Azione richiesta 1
Nel testo sugli alloggi per gli anziani riportato più sotto, quali caratteristiche devono avere gli alloggi da riservare alle persone anziane?
Azione richiesta 2
Prosegui il testo sugli alloggi per gli anziani, riportato più sotto, a partire dalla sua ultima frase.

Brano da leggere

_____

Un secondo modo di affrontare il
problema è quello di riservare sia tra le nuove abitazioni costruite
dall'intervento pubblico, sia tra quelli che vengono
dati in affitto a canoni bassi dagli enti locali e dagli enti pubblici un certo
numero di alloggi per le persone anziane, avendo cura di scegliere quelli più
piccoli, di facile manutenzione, collocati nei piani bassi degli stabili.
Anche le case-albergo che la legge
Nel prospettare il ventaglio delle
soluzioni che sul piano alloggiativo vengono già offerte o che potranno venire predisposte per la
popolazione anziana, abbiamo volutamente preferito non soffermarci sugli standards edilizi delle case per gli anziani, aspetto
questo sul quale c'è un gran fiorire di proposte e di studi. Progettare le case
eliminando quelle barriere architettoniche che si frappongono ad una vita
normale dell'anziano nell'ambito della residenza è un
problema più generale che riguarda tutti i cittadini e non già solo gli
anziani. Progettare ambienti di vita che non costituiscono un'insidia o una
barriera per l'anziano, per il bambino, per l'handicappato, per la donna
incinta, per il traumatizzato è il requisito essenziale per progettare ambienti
a misura d'uomo. Limitare questo problema solo agli
anziani potrebbe voler dire che se certi standards sono irrinunciabili la soluzione del loro
problema alloggiativo è differita nel tempo, quando
avremo sul mercato queste case perfette il cui tutto è studiato ad hoc per la
persona anziana. Ma nel frattempo non possiamo dimenticarci che quotidianamente
migliaia di anziani vivono il dramma di non avere una
casa decente ed igienica.

_____

Dati forniti

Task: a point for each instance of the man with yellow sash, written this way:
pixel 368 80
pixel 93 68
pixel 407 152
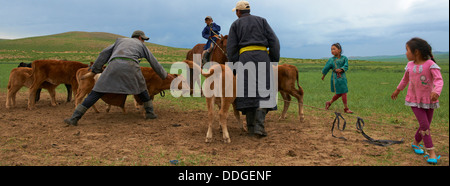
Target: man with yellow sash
pixel 252 40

_____

Risultato atteso 1
Devono essere i più piccoli, di facile manutenzione e collocati nei piani bassi degli stabili.

Risultato atteso 2
da LUCIA PORZIO, Casa: un diritto anche per gli anziani,
in «Il Pensionato d'Italia», n. 6, giugno 1975.
Questo
articolo dimostra che pur lentamente qualcosa si muove. Come in altri paesi,
anche in Italia si sono levate voci di medici ed operatori sociali per
confermare che le persone anziane preferiscono continuare a vivere là dove sono
sempre vissute e dove sono i loro ricordi; perché è
la confidenza con l'ambiente più che un rifugio confortevole a dar loro
sicurezza: così che mentre si è tentati di pensare per loro ad istituzioni
specializzate, la realtà condanna poi queste soluzioni. In Italia si parla di assistenza povera, ma poi si continua ad intervenire con
miliardi alla costruzione di grossi centri residenziali per anziani. La
rivista mensile dell'Opera nazionale dei pensionati d'Italia (ONPI) continua a
ribadire la
validità di queste istituzioni tradizionali.
Nel
numero 7 (luglio 1975) con discorsi di presidenti, tagli di nastri inaugurali,
carabinieri in gran tenuta, viene annunciata
«l'inaugurazione del 39° centro residenziale a Livorno», ambienti vasti e
piacevoli, servizi funzionali ed efficienti (per quanto tempo?) parco, sale di
lettura ecc. Vi sono accolti, separati dal loro tessuto di relazioni sociali,
300 ospiti anziani.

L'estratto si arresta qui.